* _Task prompt_
Rewrite all of the records below, swapping every "Locations" for "Points" and leaving everything else unchanged.

* _Supplied information_
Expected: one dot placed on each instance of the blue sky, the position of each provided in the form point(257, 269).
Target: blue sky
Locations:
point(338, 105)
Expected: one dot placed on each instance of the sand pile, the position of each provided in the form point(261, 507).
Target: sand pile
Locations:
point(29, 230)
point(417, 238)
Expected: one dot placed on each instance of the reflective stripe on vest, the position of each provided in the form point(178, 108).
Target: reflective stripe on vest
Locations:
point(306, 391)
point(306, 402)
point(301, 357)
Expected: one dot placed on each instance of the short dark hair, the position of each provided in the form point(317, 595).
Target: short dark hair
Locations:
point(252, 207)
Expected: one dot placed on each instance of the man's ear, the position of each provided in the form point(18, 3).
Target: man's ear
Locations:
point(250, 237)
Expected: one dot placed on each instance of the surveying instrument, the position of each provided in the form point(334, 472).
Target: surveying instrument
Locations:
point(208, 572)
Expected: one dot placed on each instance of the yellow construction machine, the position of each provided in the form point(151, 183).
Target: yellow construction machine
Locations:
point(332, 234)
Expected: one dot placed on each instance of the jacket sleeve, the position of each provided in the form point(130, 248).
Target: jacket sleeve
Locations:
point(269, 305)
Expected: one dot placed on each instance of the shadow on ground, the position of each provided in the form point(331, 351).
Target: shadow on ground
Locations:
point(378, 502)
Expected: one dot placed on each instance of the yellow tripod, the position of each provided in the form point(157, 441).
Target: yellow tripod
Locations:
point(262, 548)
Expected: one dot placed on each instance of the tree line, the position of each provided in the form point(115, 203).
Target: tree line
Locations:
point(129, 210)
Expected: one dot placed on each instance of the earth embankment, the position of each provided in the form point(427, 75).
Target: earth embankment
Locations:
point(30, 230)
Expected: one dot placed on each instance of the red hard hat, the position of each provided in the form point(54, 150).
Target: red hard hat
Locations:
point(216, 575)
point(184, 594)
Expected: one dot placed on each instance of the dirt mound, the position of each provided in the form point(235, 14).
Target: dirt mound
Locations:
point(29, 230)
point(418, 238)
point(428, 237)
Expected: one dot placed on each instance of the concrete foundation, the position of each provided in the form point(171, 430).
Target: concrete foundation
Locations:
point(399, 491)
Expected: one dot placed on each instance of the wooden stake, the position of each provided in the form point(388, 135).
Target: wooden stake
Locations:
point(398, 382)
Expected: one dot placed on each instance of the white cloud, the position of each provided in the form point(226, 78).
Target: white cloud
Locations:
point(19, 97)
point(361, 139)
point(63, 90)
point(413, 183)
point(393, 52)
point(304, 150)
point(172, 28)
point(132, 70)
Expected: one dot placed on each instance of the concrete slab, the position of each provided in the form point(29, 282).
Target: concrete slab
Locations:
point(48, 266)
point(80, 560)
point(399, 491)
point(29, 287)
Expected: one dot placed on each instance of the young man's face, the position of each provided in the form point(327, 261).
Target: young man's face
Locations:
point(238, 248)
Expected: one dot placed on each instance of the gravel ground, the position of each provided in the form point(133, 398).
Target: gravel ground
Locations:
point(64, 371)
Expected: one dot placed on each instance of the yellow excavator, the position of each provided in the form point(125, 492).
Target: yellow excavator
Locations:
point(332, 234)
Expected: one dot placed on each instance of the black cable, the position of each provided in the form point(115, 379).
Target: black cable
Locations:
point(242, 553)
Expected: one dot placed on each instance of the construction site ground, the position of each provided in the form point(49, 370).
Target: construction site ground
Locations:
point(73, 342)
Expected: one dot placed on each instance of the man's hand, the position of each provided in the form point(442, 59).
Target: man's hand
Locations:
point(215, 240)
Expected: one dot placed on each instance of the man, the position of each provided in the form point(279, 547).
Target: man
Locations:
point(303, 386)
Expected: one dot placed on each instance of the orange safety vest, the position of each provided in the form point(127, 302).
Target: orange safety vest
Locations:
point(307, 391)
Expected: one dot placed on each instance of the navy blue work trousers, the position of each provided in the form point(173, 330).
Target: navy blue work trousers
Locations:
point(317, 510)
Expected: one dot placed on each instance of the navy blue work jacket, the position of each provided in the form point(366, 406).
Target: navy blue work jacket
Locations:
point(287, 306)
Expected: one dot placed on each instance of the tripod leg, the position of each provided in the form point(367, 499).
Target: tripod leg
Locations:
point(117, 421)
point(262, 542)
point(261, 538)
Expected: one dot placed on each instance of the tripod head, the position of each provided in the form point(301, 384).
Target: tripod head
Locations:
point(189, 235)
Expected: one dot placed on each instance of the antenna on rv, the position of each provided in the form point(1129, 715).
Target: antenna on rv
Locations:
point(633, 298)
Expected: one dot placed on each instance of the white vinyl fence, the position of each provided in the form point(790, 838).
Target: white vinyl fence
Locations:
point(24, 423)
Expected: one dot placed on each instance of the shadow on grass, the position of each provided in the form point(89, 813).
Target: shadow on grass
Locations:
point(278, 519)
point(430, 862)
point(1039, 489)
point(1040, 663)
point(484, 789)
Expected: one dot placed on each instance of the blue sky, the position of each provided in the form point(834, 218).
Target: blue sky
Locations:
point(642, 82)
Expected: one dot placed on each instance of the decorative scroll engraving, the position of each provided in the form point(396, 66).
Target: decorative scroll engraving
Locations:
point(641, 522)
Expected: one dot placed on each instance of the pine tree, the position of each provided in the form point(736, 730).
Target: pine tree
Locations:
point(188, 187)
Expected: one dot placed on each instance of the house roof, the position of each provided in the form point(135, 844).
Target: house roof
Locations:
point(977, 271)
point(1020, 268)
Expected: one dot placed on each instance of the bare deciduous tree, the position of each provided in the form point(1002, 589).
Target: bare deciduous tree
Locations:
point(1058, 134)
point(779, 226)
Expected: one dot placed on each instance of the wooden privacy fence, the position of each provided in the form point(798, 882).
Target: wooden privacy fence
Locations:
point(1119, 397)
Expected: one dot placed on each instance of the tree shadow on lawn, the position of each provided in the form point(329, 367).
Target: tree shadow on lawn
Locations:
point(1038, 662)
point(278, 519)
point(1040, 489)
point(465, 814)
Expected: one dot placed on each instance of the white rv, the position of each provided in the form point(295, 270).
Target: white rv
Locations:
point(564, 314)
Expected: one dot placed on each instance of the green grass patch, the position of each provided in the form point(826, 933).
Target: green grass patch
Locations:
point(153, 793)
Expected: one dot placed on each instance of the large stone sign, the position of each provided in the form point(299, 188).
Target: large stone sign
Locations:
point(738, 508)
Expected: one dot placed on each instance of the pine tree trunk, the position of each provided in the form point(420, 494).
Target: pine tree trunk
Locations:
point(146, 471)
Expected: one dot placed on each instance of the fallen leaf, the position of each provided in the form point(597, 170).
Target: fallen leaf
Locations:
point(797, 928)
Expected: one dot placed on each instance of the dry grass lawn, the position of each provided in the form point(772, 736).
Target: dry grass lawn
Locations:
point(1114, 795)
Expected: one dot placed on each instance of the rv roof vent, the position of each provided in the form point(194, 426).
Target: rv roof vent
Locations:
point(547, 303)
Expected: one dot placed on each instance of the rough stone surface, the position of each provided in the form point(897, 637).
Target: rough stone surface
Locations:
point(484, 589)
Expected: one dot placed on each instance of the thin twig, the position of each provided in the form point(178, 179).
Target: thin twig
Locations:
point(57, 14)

* _Answer to this problem_
Expected: one dot placed on each instance of the blue sky, the position of each provided in the form point(257, 269).
Target: blue sky
Points:
point(338, 105)
Expected: one dot placed on each instance of the sand pile, the position of each provided in the form point(261, 507).
Target: sand pile
Points:
point(29, 230)
point(417, 238)
Expected: one dot placed on each instance of the reflective stripe on vest, the position of each provided in the form point(178, 108).
Target: reflective stripe on vest
Points:
point(306, 391)
point(306, 402)
point(301, 357)
Expected: one dot placed on each instance of the short dark hair, the position of each provided in the form point(317, 595).
Target: short dark hair
Points:
point(252, 207)
Expected: one dot placed on each instance of the man's ear, the position of each provided in the form point(18, 3).
Target: man's ear
Points:
point(250, 237)
Expected: one dot placed on each instance of the surveying instrument, the position of each provided in the form point(334, 472).
Target: surveying instrument
Points:
point(208, 572)
Expected: one dot placed on each instance of the yellow construction machine, the position of each provided in the form point(151, 183).
Target: yellow construction machine
Points:
point(332, 234)
Expected: one dot placed on each instance of the jacket sleeve, the position of each provided in the form point(130, 248).
Target: jacket sleeve
Points:
point(269, 305)
Expected: one dot placed on each instance of the shadow on ground, the position of each provided in the form point(331, 351).
Target: shadow on ground
Points:
point(378, 502)
Expected: one dot placed on each instance of the yellow tripod, the position of each provided in the form point(157, 441).
Target: yellow tripod
Points:
point(262, 548)
Expected: one dot placed on each instance of the tree line, the position of each provided in the form point(115, 203).
Target: tree line
Points:
point(129, 210)
Expected: one dot placed on each instance of the earth embankment, the position of each provided in the form point(427, 75).
Target: earth embankment
Points:
point(30, 230)
Expected: one dot placed on each instance of the red hard hat, the position of each provided in the form point(54, 150).
Target: red hard hat
Points:
point(216, 575)
point(184, 594)
Expected: one dot placed on each instance of the dirt mound, the position of each provided in the form point(235, 14).
Target: dirt mound
Points:
point(29, 230)
point(418, 238)
point(428, 237)
Expected: one dot placed on each instance of the concrete foundation, the position of each provided in the form point(171, 430).
Target: concrete foundation
Points:
point(399, 491)
Expected: one dot placed on each instance of the wooden stake, the position of each provided in the form point(388, 135).
Target: wooden stake
Points:
point(398, 382)
Expected: one dot placed on each instance of the white cloud, the position of each provided in the form point(226, 78).
Target: white cloud
Points:
point(19, 97)
point(361, 139)
point(63, 90)
point(413, 183)
point(393, 52)
point(304, 150)
point(172, 28)
point(132, 70)
Expected: one dot placed on each instance of the concrete slab, the position of each provided in the form point(29, 282).
Target: concrete slab
Points:
point(48, 266)
point(80, 560)
point(399, 491)
point(29, 287)
Expected: one dot placed on each instance of the young man's face, the position of each provided in the form point(327, 261).
Target: young man's face
Points:
point(238, 248)
Expected: one dot placed on each instance of the gravel ground, the position of each provided in the form point(133, 398).
Target: gravel ground
Points:
point(64, 371)
Expected: one dot placed on each instance of the yellow excavator, the position of each provided in the form point(125, 492).
Target: yellow excavator
Points:
point(332, 234)
Expected: one dot placed on each instance of the black cable, the position of each provided in the form point(115, 379).
Target: black cable
Points:
point(242, 553)
Expected: one dot placed on each instance of the construction site ground, the position of each provided in the form point(49, 370).
Target: construction site ground
Points:
point(73, 342)
Expected: one dot placed on each instance of the man's hand, the position of each provided in the form point(442, 59).
Target: man's hand
Points:
point(215, 240)
Expected: one dot placed on each instance of the man, the position of each provided in the form point(279, 547).
Target: man
Points:
point(303, 386)
Expected: one dot placed on each instance of the orange safety vest, the position of each provided in the form point(127, 302).
Target: orange safety vest
Points:
point(307, 391)
Expected: one dot placed on each instance of the navy blue work trousers, the position of each provided in the form point(173, 330).
Target: navy blue work trousers
Points:
point(317, 510)
Expected: one dot placed on each instance of the navy blue work jacket, the position of each provided in the form point(366, 406).
Target: navy blue work jacket
Points:
point(287, 306)
Expected: one dot placed on each instance of the tripod leg, the position of each provided in the form point(367, 499).
Target: tripod leg
Points:
point(117, 421)
point(262, 542)
point(261, 538)
Expected: one dot placed on each instance of the tripod head, the position of each provided in the form point(301, 384).
Target: tripod head
Points:
point(189, 235)
Expected: one dot placed on each instance of the antenna on rv, the position of each provided in the form point(1129, 715).
Target: antenna on rv
Points:
point(633, 298)
Expected: one dot placed on each instance of the white vinyl fence, the position of each provided in the form point(790, 838).
Target: white vinyl fence
Points:
point(24, 423)
Expected: one dot placed on each instance of the shadow on grass, the position of each provided in the form point(89, 813).
Target: shadow on grass
Points:
point(278, 519)
point(430, 862)
point(1039, 489)
point(1040, 663)
point(484, 789)
Expected: one dot placed on each instance of the blue sky, the position of each provided in the form point(834, 218).
Target: blue sky
Points:
point(642, 82)
Expected: one dot placed on each instance of the decorative scroll engraving, the position of each provided in the form point(396, 66).
Target: decorative scroll engraving
Points:
point(641, 522)
Expected: one dot placed on each instance of the pine tree, the position of each provided in the form point(736, 730).
Target: pine tree
Points:
point(188, 187)
Expected: one dot placed on each instance of the house roof, the position of each provided in the form point(135, 844).
Target: house roof
Points:
point(977, 271)
point(1020, 268)
Expected: one dot placed on each instance of the bare deciduous tree, the position of each provided in the form point(1002, 589).
Target: bare deciduous tree
Points:
point(1058, 134)
point(779, 226)
Expected: one dot placed on each instance of the wooden privacy fence, the position of each provided in the form point(798, 882).
Target: wooden privacy fence
Points:
point(1119, 397)
Expected: one dot placed on each instance of the tree shadow on lawn, the position of each provided in the form point(329, 367).
Target: tree shadow on lawn
Points:
point(1038, 662)
point(278, 519)
point(1040, 489)
point(465, 814)
Expected: one dot placed on each instance of the white rv, the position of each provided in the form point(295, 270).
Target: white rv
Points:
point(564, 314)
Expected: one dot placed on each instance of the green grass patch, the position of each provided in the form point(826, 933).
Target: green grass patch
Points:
point(153, 793)
Expected: one dot placed on each instance of the large stone sign, the position of each provided in the form point(299, 188).
Target: large stone sign
Points:
point(738, 508)
Expected: one dot placed on each instance of the pine tree trunk, the position of each provided in the form point(420, 494).
Target: pine tree trunk
Points:
point(146, 471)
Expected: one dot placed on each instance of the fallen leaf, the position of each provided in the form point(597, 170).
Target: fallen leaf
Points:
point(797, 928)
Expected: one dot placed on each instance of the dry grass lawn, the position of each provided in the form point(772, 736).
Target: dry grass lawn
Points:
point(1114, 795)
Expected: one dot placed on each instance of the rv roof vent, the position of each provided in the form point(194, 426).
Target: rv roof vent
Points:
point(547, 303)
Expected: one dot placed on each instance of the rough stone surface, the position of each provided in the form point(897, 637).
Target: rough stone surface
Points:
point(484, 589)
Expected: one dot placed on each instance of the thin twig, the position of each provided in the form point(178, 179).
Target: thin twig
Points:
point(57, 14)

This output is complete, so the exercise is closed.